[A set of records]
▬▬▬▬▬▬

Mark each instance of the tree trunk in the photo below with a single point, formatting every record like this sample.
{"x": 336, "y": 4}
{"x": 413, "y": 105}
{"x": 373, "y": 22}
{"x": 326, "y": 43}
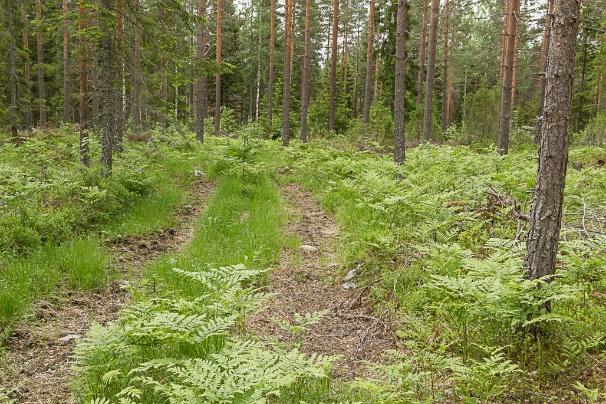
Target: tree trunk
{"x": 305, "y": 78}
{"x": 12, "y": 65}
{"x": 201, "y": 84}
{"x": 400, "y": 81}
{"x": 119, "y": 88}
{"x": 286, "y": 83}
{"x": 218, "y": 75}
{"x": 41, "y": 83}
{"x": 445, "y": 87}
{"x": 27, "y": 72}
{"x": 506, "y": 92}
{"x": 136, "y": 101}
{"x": 431, "y": 70}
{"x": 271, "y": 79}
{"x": 66, "y": 81}
{"x": 546, "y": 211}
{"x": 543, "y": 68}
{"x": 84, "y": 152}
{"x": 422, "y": 45}
{"x": 333, "y": 65}
{"x": 106, "y": 96}
{"x": 369, "y": 46}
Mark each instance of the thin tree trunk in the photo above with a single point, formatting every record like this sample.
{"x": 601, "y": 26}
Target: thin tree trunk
{"x": 305, "y": 78}
{"x": 286, "y": 83}
{"x": 201, "y": 84}
{"x": 66, "y": 81}
{"x": 400, "y": 81}
{"x": 369, "y": 45}
{"x": 422, "y": 46}
{"x": 445, "y": 88}
{"x": 546, "y": 211}
{"x": 84, "y": 152}
{"x": 505, "y": 119}
{"x": 218, "y": 75}
{"x": 106, "y": 96}
{"x": 136, "y": 101}
{"x": 431, "y": 70}
{"x": 271, "y": 79}
{"x": 41, "y": 82}
{"x": 119, "y": 88}
{"x": 27, "y": 72}
{"x": 333, "y": 65}
{"x": 12, "y": 65}
{"x": 543, "y": 68}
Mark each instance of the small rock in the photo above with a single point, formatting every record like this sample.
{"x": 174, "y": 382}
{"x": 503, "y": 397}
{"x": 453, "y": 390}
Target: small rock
{"x": 68, "y": 338}
{"x": 309, "y": 248}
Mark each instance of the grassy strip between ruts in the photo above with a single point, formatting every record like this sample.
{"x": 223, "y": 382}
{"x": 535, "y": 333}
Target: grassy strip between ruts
{"x": 177, "y": 342}
{"x": 37, "y": 272}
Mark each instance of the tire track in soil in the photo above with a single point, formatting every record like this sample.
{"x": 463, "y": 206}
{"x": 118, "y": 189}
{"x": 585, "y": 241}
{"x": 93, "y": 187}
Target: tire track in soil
{"x": 38, "y": 365}
{"x": 307, "y": 281}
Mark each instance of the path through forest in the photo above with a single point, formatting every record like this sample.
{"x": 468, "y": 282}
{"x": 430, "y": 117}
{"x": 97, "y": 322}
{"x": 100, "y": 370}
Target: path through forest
{"x": 38, "y": 367}
{"x": 307, "y": 281}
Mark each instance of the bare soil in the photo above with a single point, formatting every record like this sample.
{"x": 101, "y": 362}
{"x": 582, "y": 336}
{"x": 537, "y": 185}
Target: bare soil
{"x": 38, "y": 367}
{"x": 309, "y": 280}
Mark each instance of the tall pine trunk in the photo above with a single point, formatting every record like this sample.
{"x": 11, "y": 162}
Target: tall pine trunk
{"x": 119, "y": 87}
{"x": 82, "y": 97}
{"x": 286, "y": 75}
{"x": 369, "y": 46}
{"x": 305, "y": 78}
{"x": 422, "y": 47}
{"x": 546, "y": 211}
{"x": 333, "y": 65}
{"x": 12, "y": 66}
{"x": 218, "y": 62}
{"x": 201, "y": 84}
{"x": 106, "y": 94}
{"x": 445, "y": 86}
{"x": 506, "y": 92}
{"x": 400, "y": 81}
{"x": 271, "y": 78}
{"x": 543, "y": 67}
{"x": 431, "y": 71}
{"x": 66, "y": 80}
{"x": 40, "y": 66}
{"x": 27, "y": 72}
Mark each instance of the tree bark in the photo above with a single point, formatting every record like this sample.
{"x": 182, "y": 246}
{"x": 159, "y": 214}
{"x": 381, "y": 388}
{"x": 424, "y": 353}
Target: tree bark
{"x": 369, "y": 52}
{"x": 41, "y": 81}
{"x": 543, "y": 68}
{"x": 84, "y": 152}
{"x": 546, "y": 211}
{"x": 106, "y": 96}
{"x": 445, "y": 87}
{"x": 431, "y": 70}
{"x": 218, "y": 75}
{"x": 305, "y": 78}
{"x": 119, "y": 88}
{"x": 12, "y": 65}
{"x": 506, "y": 92}
{"x": 422, "y": 46}
{"x": 271, "y": 79}
{"x": 286, "y": 83}
{"x": 333, "y": 65}
{"x": 66, "y": 81}
{"x": 27, "y": 72}
{"x": 201, "y": 84}
{"x": 400, "y": 82}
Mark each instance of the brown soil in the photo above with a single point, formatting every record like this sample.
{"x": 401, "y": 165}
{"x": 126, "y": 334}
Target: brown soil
{"x": 309, "y": 281}
{"x": 38, "y": 367}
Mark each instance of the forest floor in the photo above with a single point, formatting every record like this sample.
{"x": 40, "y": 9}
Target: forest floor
{"x": 308, "y": 282}
{"x": 38, "y": 367}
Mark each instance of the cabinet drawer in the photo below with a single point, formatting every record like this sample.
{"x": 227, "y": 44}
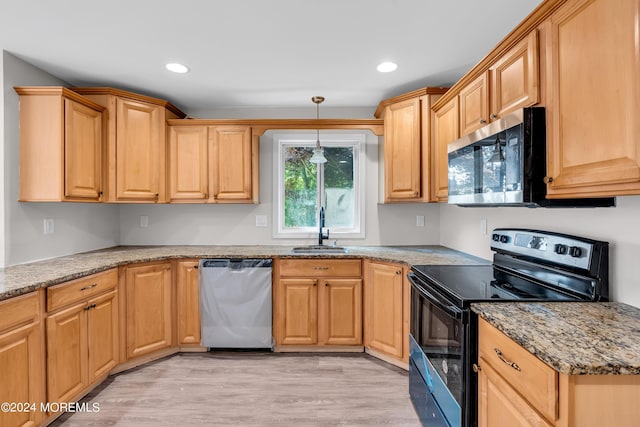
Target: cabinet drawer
{"x": 321, "y": 267}
{"x": 19, "y": 310}
{"x": 532, "y": 378}
{"x": 79, "y": 289}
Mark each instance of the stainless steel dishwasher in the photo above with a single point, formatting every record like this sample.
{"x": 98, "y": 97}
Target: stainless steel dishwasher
{"x": 235, "y": 303}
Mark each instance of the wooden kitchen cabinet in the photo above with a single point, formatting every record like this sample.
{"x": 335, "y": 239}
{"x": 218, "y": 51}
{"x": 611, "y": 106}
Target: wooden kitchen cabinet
{"x": 136, "y": 144}
{"x": 22, "y": 359}
{"x": 516, "y": 388}
{"x": 188, "y": 303}
{"x": 188, "y": 164}
{"x": 407, "y": 136}
{"x": 593, "y": 129}
{"x": 232, "y": 171}
{"x": 318, "y": 302}
{"x": 61, "y": 142}
{"x": 82, "y": 334}
{"x": 386, "y": 294}
{"x": 474, "y": 104}
{"x": 149, "y": 308}
{"x": 445, "y": 130}
{"x": 515, "y": 78}
{"x": 213, "y": 164}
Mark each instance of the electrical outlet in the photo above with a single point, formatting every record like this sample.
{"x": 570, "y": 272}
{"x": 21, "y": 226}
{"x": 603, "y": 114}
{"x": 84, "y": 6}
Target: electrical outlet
{"x": 48, "y": 226}
{"x": 483, "y": 226}
{"x": 261, "y": 220}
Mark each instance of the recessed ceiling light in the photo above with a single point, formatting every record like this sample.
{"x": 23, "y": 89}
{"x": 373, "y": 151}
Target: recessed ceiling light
{"x": 177, "y": 68}
{"x": 387, "y": 67}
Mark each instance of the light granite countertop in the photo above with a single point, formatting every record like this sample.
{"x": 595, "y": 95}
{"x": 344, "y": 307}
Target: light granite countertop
{"x": 23, "y": 278}
{"x": 574, "y": 338}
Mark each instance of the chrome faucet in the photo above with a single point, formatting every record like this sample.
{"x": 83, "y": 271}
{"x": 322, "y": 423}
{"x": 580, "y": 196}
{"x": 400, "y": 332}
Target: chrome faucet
{"x": 321, "y": 235}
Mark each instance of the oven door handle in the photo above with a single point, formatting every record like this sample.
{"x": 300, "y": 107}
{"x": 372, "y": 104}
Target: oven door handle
{"x": 436, "y": 298}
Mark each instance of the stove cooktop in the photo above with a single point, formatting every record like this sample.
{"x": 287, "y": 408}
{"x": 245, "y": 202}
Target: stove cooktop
{"x": 475, "y": 283}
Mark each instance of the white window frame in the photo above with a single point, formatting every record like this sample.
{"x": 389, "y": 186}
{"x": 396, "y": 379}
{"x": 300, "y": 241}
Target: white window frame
{"x": 356, "y": 140}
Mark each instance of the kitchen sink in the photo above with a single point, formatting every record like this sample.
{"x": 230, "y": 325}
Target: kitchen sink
{"x": 319, "y": 249}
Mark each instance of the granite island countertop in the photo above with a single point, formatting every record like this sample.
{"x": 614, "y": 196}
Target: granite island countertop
{"x": 20, "y": 279}
{"x": 574, "y": 338}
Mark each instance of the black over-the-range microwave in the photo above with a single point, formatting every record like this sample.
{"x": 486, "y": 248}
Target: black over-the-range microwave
{"x": 504, "y": 164}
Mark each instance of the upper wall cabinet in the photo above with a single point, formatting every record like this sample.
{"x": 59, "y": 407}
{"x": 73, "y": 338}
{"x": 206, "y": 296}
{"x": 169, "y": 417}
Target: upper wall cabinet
{"x": 512, "y": 82}
{"x": 136, "y": 144}
{"x": 407, "y": 136}
{"x": 61, "y": 135}
{"x": 214, "y": 164}
{"x": 445, "y": 130}
{"x": 593, "y": 131}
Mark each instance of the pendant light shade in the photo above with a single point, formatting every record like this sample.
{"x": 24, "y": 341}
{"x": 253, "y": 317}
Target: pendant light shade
{"x": 318, "y": 152}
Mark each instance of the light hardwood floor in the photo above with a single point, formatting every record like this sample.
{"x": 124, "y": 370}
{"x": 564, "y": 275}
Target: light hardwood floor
{"x": 253, "y": 389}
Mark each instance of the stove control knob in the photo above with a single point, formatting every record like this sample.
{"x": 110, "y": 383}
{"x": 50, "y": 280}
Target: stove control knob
{"x": 560, "y": 249}
{"x": 575, "y": 251}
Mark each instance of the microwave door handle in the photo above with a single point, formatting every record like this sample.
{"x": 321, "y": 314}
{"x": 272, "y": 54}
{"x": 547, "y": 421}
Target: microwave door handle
{"x": 436, "y": 299}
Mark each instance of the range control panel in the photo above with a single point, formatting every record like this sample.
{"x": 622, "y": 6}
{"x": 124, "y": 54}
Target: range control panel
{"x": 558, "y": 248}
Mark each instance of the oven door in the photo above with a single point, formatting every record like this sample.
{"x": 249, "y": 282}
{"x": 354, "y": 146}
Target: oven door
{"x": 438, "y": 339}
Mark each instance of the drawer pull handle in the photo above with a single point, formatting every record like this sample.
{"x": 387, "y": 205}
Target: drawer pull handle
{"x": 84, "y": 288}
{"x": 514, "y": 365}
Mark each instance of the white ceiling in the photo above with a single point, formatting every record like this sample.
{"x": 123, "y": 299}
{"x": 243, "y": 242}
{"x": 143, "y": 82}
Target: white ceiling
{"x": 258, "y": 53}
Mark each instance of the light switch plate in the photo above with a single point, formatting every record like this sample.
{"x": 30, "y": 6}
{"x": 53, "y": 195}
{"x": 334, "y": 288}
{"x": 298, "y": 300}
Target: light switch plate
{"x": 261, "y": 220}
{"x": 48, "y": 226}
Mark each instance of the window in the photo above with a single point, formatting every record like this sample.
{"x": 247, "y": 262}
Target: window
{"x": 303, "y": 187}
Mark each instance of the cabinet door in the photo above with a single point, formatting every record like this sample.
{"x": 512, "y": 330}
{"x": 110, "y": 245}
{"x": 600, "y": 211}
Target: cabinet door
{"x": 297, "y": 312}
{"x": 593, "y": 134}
{"x": 445, "y": 130}
{"x": 384, "y": 309}
{"x": 402, "y": 151}
{"x": 139, "y": 150}
{"x": 102, "y": 334}
{"x": 21, "y": 355}
{"x": 149, "y": 308}
{"x": 188, "y": 162}
{"x": 500, "y": 405}
{"x": 231, "y": 164}
{"x": 82, "y": 151}
{"x": 340, "y": 311}
{"x": 67, "y": 353}
{"x": 474, "y": 105}
{"x": 514, "y": 78}
{"x": 188, "y": 299}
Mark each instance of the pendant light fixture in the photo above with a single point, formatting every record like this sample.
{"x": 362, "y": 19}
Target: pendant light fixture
{"x": 318, "y": 152}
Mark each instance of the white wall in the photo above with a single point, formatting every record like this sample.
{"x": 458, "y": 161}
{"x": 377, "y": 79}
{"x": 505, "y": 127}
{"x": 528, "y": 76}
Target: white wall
{"x": 235, "y": 224}
{"x": 79, "y": 227}
{"x": 460, "y": 229}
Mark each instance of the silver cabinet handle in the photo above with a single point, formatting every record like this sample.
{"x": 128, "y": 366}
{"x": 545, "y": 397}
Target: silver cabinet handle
{"x": 514, "y": 365}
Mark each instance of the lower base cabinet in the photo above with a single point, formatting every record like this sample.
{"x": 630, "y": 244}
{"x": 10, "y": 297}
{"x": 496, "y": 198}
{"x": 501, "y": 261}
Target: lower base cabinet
{"x": 316, "y": 303}
{"x": 149, "y": 308}
{"x": 386, "y": 325}
{"x": 22, "y": 359}
{"x": 515, "y": 388}
{"x": 82, "y": 334}
{"x": 188, "y": 303}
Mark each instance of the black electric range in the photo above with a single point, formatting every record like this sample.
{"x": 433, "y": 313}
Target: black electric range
{"x": 529, "y": 265}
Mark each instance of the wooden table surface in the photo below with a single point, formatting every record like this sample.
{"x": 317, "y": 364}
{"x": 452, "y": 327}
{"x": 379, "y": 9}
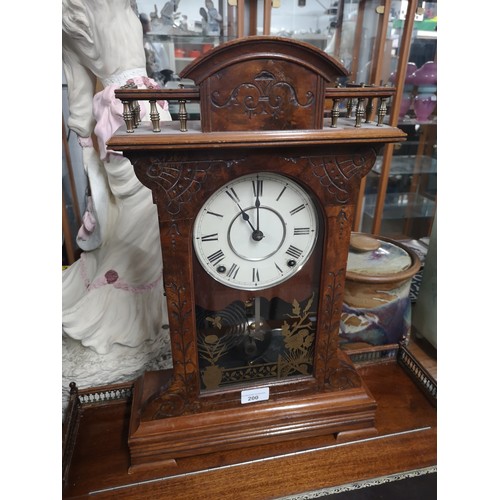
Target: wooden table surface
{"x": 406, "y": 440}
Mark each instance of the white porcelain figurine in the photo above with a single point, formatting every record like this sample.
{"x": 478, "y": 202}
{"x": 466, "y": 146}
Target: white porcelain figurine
{"x": 113, "y": 312}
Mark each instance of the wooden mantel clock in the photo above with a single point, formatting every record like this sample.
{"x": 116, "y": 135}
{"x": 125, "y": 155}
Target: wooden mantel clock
{"x": 255, "y": 207}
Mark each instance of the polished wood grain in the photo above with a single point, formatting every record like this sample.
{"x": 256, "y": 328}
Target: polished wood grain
{"x": 406, "y": 440}
{"x": 262, "y": 109}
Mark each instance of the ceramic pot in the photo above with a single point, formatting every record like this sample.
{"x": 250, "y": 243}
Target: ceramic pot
{"x": 425, "y": 75}
{"x": 377, "y": 306}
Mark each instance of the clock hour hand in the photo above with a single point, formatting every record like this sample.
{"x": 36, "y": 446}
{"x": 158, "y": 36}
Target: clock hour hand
{"x": 257, "y": 234}
{"x": 246, "y": 217}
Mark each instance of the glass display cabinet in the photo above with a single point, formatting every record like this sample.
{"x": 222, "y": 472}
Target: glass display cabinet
{"x": 376, "y": 40}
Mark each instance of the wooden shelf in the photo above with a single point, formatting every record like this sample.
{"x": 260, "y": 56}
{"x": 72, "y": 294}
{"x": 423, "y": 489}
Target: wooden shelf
{"x": 406, "y": 440}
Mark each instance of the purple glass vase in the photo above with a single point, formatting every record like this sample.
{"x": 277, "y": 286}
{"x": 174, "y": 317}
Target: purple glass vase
{"x": 405, "y": 104}
{"x": 424, "y": 105}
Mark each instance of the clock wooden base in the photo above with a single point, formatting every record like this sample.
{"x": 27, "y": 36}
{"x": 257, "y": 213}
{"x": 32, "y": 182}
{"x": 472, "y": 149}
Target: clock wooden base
{"x": 158, "y": 443}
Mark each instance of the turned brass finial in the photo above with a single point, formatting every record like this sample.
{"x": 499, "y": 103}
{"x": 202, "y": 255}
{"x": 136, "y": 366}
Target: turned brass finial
{"x": 382, "y": 111}
{"x": 335, "y": 112}
{"x": 360, "y": 112}
{"x": 154, "y": 115}
{"x": 182, "y": 112}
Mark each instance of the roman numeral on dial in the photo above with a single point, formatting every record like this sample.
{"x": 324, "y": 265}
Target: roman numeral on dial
{"x": 258, "y": 187}
{"x": 233, "y": 271}
{"x": 216, "y": 257}
{"x": 210, "y": 237}
{"x": 255, "y": 274}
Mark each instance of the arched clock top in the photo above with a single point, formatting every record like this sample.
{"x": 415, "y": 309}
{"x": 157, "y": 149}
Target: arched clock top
{"x": 254, "y": 48}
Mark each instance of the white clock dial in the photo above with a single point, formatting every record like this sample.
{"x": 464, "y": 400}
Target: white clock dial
{"x": 256, "y": 231}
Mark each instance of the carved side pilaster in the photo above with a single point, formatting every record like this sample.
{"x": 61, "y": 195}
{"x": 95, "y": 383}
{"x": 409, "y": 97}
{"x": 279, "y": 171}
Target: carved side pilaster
{"x": 338, "y": 174}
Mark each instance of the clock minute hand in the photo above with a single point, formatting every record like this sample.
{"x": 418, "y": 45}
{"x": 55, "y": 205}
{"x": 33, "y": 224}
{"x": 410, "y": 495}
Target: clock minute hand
{"x": 257, "y": 234}
{"x": 246, "y": 217}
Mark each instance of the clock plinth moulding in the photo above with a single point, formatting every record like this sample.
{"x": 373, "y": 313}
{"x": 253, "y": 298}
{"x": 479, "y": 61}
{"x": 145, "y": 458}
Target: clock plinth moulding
{"x": 254, "y": 289}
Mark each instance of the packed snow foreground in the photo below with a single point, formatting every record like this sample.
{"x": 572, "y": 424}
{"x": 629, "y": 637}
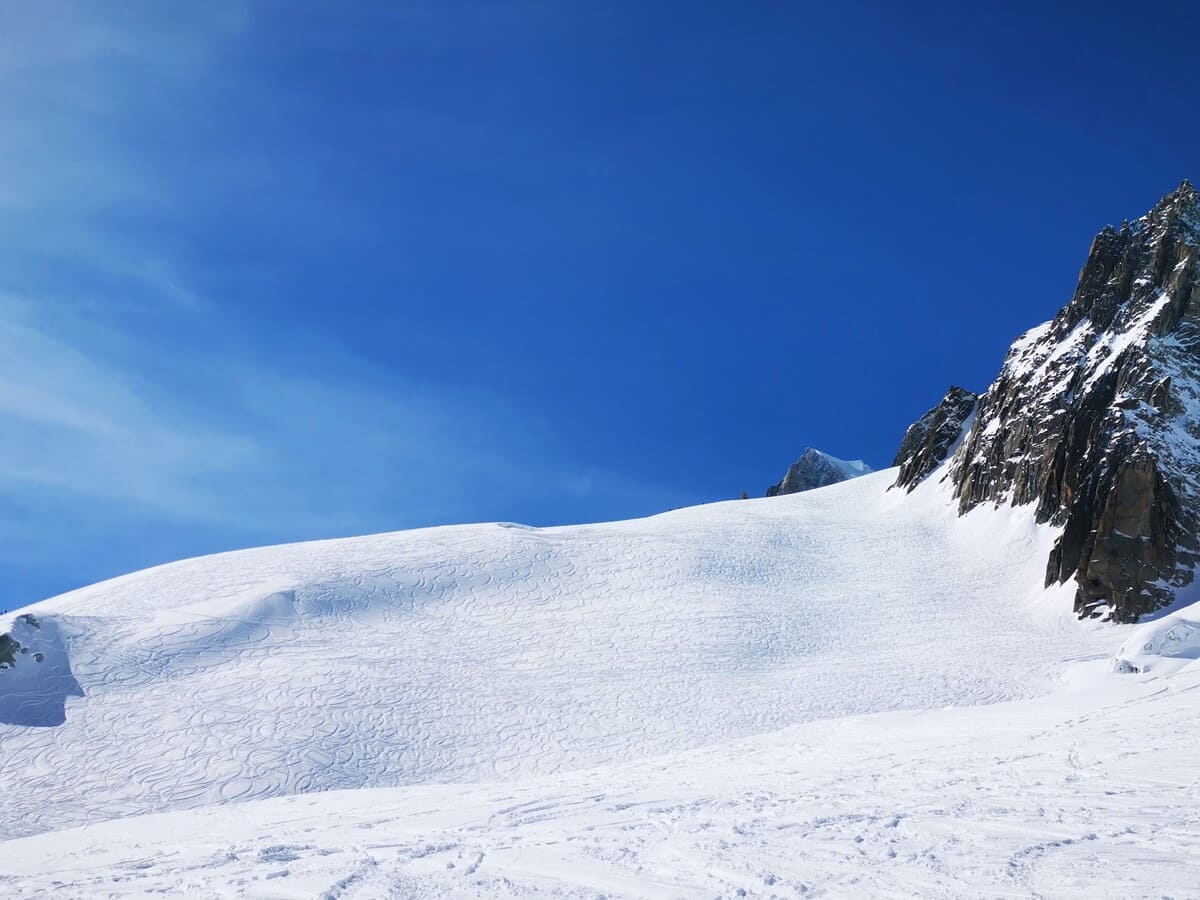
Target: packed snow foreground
{"x": 850, "y": 691}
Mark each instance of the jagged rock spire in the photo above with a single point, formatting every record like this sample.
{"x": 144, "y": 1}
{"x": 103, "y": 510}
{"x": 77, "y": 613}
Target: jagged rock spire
{"x": 1095, "y": 419}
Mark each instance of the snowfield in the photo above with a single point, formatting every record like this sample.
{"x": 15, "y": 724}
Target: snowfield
{"x": 849, "y": 693}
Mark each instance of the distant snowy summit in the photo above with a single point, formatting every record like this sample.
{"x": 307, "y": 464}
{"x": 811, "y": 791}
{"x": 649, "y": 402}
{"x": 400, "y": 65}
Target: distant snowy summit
{"x": 817, "y": 469}
{"x": 1095, "y": 419}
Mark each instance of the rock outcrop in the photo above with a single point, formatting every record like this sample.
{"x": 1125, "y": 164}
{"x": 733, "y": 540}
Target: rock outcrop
{"x": 933, "y": 437}
{"x": 1095, "y": 419}
{"x": 816, "y": 469}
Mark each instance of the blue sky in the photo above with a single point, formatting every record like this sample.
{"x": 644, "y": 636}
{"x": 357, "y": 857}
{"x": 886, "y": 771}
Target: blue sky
{"x": 286, "y": 270}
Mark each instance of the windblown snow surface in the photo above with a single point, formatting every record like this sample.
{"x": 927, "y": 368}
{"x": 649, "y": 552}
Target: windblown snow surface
{"x": 840, "y": 693}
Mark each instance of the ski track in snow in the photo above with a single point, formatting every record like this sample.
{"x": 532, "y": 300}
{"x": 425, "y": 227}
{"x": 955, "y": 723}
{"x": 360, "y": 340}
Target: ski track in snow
{"x": 1062, "y": 797}
{"x": 648, "y": 708}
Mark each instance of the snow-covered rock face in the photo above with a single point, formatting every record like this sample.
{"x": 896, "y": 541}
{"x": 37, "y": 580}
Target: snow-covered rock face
{"x": 933, "y": 437}
{"x": 1096, "y": 419}
{"x": 817, "y": 469}
{"x": 35, "y": 673}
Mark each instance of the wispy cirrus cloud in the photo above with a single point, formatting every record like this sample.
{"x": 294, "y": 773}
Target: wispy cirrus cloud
{"x": 143, "y": 414}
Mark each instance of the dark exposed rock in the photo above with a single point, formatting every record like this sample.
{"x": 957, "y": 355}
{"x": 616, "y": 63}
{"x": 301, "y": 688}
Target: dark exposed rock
{"x": 1095, "y": 419}
{"x": 816, "y": 469}
{"x": 10, "y": 646}
{"x": 931, "y": 438}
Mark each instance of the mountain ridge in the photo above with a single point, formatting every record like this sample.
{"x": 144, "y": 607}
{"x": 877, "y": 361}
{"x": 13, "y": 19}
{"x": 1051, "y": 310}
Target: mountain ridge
{"x": 1095, "y": 418}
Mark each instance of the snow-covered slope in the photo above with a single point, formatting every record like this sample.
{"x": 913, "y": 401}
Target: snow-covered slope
{"x": 1084, "y": 795}
{"x": 817, "y": 469}
{"x": 491, "y": 652}
{"x": 850, "y": 690}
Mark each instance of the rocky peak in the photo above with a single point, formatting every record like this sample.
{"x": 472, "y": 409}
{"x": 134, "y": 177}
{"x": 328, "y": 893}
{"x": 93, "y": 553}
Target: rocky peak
{"x": 816, "y": 469}
{"x": 931, "y": 438}
{"x": 1095, "y": 419}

▬▬▬▬▬▬

▶ _What is being asked_: Update the lines starting at the one that contains "Mark each instance of the snow-covered slope" and ending at the last line, and give back only those lines. Replace "rocky peak" with "jagged summit" and change nothing else.

▶ _Final result_:
Mark each instance of the snow-covered slope in the photo above with a single point, formatting every record like this sample.
{"x": 913, "y": 401}
Target: snow-covered slope
{"x": 1084, "y": 795}
{"x": 817, "y": 469}
{"x": 491, "y": 652}
{"x": 850, "y": 690}
Mark each instance of the jagged summit in the photo above with a single point, formatting every record like this sample.
{"x": 472, "y": 409}
{"x": 134, "y": 177}
{"x": 328, "y": 893}
{"x": 93, "y": 553}
Target: jagged summit
{"x": 816, "y": 469}
{"x": 931, "y": 438}
{"x": 1095, "y": 419}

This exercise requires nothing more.